(Excerpts from a detection dataset)
════════════════
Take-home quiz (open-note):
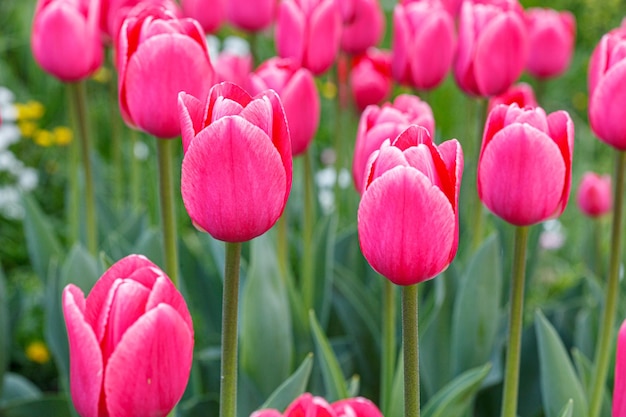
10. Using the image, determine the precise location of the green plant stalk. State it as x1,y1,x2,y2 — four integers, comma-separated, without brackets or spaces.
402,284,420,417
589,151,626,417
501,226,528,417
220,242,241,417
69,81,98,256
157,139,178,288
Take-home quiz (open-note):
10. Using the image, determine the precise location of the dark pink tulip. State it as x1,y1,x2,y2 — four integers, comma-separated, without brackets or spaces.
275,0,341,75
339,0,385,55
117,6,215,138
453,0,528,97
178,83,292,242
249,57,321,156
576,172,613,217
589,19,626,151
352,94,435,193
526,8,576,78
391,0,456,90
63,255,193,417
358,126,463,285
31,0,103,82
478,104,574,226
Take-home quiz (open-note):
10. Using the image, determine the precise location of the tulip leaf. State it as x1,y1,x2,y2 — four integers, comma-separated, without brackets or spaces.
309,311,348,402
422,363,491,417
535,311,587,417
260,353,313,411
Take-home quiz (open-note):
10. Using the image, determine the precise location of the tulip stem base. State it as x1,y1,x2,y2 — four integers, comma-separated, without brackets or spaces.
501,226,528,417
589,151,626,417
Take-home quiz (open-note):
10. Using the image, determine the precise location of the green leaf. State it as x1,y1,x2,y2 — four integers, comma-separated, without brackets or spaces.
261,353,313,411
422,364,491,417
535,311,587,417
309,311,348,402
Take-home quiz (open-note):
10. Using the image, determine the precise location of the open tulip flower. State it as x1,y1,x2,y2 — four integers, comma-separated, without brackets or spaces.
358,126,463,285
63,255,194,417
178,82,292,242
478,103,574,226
════════════════
* Task instructions
Rewrite the rows above with "precise location" replaced by "exact position" and everything else left unchanged. Leave the pictures out of your answer.

* Output of the task
Take-home quiz (open-note):
10. Using the image, determine the exact position of the green plant stalk. State it as x1,y1,x2,y2 — four integers, comma-separated, without brackets or spaces.
402,284,420,417
589,151,626,417
501,226,528,417
220,242,241,417
69,81,98,256
157,139,178,288
Take-home quiz (open-note):
10. Using the image, determine the exact position of the dark pink tulip. State it as x1,y1,x2,y2 — four integers, comma-separated, without brackets or spaces.
275,0,341,75
339,0,385,55
117,6,215,138
453,0,528,97
178,83,292,242
249,57,321,156
576,172,613,217
589,19,626,151
352,94,435,193
526,8,576,78
391,0,456,90
63,255,193,417
358,126,463,285
31,0,103,82
478,104,574,226
Take-home quiz (open-note):
10. Using the image, determine the exact position of the tulip leaf. State it as x1,y1,x2,y2 — four integers, comma-separated, without brackets or spaces.
309,311,348,402
422,363,491,417
535,311,587,417
260,353,313,411
Take-home quiz (open-note):
10. Using the image, determine the exact position of the tulip stem base. State it as x1,y1,x2,y2 — four integers, comma-separated, without brackets or spaces.
501,226,528,417
589,151,626,417
Take-home quiz (open-note):
10. Using the image, determine the exact position of the green leaf. State it as x1,y1,x2,y2 — four integers, comma-separated, without brackets or spaces.
261,353,313,411
422,364,491,417
535,311,587,417
309,311,348,402
Take-home quiz (open-note):
10. Using the image, determine the exact position of the open tulip flower. State it as x1,y1,x2,y2 — four integers, comma-separated, without brackets or spaces.
358,126,463,285
63,255,194,417
178,82,292,242
478,103,574,226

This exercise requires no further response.